Exercise instructions
A - From the adventure post, copy everything from "Then the moment" down to "satisfaction, his gratification.".
B - Answer these questions using the adventure post:
(i) In what part of which month was the publication born?
(ii) How many subscribers does the publication currently have?
(iii) What did the writer pen on the flight back from Mexico?

Passage shown
Dear readers—first, a comment about this publication.
“Notes on Adventure” was born in mid-February, at the tail end of my teen trip to Mexico.
While excitedly journaling about my travel plans for the upcoming year—flying to Argentina, biking around the western USA—I had a realization: my life has always centered around “adventure.” Even education, my greatest passion, has come through the lens of adventure. If I’m a slave to anything, it’s this.
Here’s my journal entry from that day:
On the flight back from Mexico, I penned Education ➡ Adventure. The ball was rolling. I began filling more journal pages and gathering a small horde of used books. Every time I sat down at my laptop with a cup of coffee, words magically appeared from my fingertips.
These moments in which “the dam has burst” are rare in my writing life, and by now, I know they must be obeyed. So I’m riding the wave and seeing where it takes me.
At the same time, I’m purposefully trying to write in a few diverse modes: memoir, travelogue, critical analysis, book review, interview. Recent posts have been long—approaching Substack’s email length limit—so I will also diversify in the direction of brevity, which I believe many readers appreciate. (That begins today!)
I’m still unsure of what will come of all this—perhaps a book, perhaps something else—but regardless of the product, the process feels right.
Right now, we have 100 subscribers. I have no intention of monetizing this publication; your attention matters most. Comments matter, too. Whether you comment publicly or write me privately, your feedback is appreciated.
Thanks for following along, and now back to the show.
IN RECENT YEARS, a strange moment has repeated itself.
I’m out on some adventure—hiking or biking or running or traveling—and I cross paths with a dad.
He’s around my age. He has a child (or children) and what I assume to be a wife. They’re on some family outing: a short hike, camping trip, or family vacation.
The dad looks stressed, frustrated, or exhausted.
He and I make eye contact for a brief moment.
In his eyes, I see desire.
Desire for the freedom I enjoy to move quickly—through the mountains or the cities—as an unadulterated adult.
Desire for the lack of demands placed upon me by dependents and partners, for my lack of a 50-hour work-week.
Desire for how I can read books without interruption, care for my body, see my friends.
Then the moment ends. We go our separate ways. And I think about what just happened.
Of course, I have no idea what that dad was actually thinking.
Of course, I don’t see the beautiful moments he enjoys with his family, his quiet satisfaction, his gratification.
Of course, such reveries say nothing about this stranger—and so much about my values, my fears, my self-image.
I could have that dad’s life. I could prioritize it. I could make those decisions. I could find out what I’m missing.
But in the end, I choose adventure.
Not starting a family, not investing in a place, not owning a home. Just adventure.

Stored data entries
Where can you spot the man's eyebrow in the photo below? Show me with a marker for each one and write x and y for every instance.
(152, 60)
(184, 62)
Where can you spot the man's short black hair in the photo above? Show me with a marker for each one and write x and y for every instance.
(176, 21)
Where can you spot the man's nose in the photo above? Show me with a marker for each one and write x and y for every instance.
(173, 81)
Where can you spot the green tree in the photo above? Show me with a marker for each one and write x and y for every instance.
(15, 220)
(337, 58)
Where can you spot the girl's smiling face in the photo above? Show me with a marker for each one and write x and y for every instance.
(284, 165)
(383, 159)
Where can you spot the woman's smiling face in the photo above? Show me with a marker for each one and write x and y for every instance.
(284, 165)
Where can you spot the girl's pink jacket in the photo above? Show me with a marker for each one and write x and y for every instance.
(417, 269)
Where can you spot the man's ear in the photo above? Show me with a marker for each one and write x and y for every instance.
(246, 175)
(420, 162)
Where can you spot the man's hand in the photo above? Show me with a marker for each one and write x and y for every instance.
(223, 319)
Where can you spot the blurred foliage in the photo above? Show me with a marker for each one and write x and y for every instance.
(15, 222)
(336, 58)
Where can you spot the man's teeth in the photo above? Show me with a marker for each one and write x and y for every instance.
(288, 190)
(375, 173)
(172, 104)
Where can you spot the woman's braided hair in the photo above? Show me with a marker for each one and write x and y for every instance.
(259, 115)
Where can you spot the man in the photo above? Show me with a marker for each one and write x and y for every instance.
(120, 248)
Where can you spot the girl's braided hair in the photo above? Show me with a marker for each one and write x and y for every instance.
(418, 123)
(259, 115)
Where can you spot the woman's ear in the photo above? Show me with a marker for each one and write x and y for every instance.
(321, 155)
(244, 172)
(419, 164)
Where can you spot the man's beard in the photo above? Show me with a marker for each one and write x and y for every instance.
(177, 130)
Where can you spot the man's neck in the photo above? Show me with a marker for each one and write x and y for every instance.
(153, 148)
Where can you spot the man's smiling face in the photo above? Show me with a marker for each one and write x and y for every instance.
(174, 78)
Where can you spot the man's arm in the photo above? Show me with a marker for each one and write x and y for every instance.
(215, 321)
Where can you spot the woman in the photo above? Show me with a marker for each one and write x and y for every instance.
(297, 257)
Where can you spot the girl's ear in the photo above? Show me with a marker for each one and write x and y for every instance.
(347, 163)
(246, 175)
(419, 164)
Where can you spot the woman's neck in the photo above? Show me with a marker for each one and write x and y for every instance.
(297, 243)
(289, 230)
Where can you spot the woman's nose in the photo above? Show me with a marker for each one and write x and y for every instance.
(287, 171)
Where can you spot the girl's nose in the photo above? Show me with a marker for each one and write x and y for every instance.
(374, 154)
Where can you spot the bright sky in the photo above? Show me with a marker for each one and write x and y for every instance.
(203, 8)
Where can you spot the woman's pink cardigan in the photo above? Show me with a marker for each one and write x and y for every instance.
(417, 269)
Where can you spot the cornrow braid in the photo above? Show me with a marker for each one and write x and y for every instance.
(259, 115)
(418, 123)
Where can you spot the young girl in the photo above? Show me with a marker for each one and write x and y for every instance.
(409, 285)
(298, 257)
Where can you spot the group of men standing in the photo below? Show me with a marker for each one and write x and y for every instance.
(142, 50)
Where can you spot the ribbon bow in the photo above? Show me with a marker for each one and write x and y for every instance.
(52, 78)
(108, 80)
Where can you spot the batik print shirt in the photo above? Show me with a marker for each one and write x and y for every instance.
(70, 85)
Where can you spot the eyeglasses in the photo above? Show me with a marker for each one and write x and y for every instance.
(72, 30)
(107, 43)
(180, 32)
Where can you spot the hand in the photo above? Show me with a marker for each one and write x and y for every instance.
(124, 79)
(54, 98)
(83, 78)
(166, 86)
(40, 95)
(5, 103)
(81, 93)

Answers in order
A -
Then the moment ends. We go our separate ways. And I think about what just happened.
Of course, I have no idea what that dad was actually thinking.
Of course, I don’t see the beautiful moments he enjoys with his family, his quiet satisfaction, his gratification.

B -
(i) Mid-February
(ii) 100
(iii) Education ➡ Adventure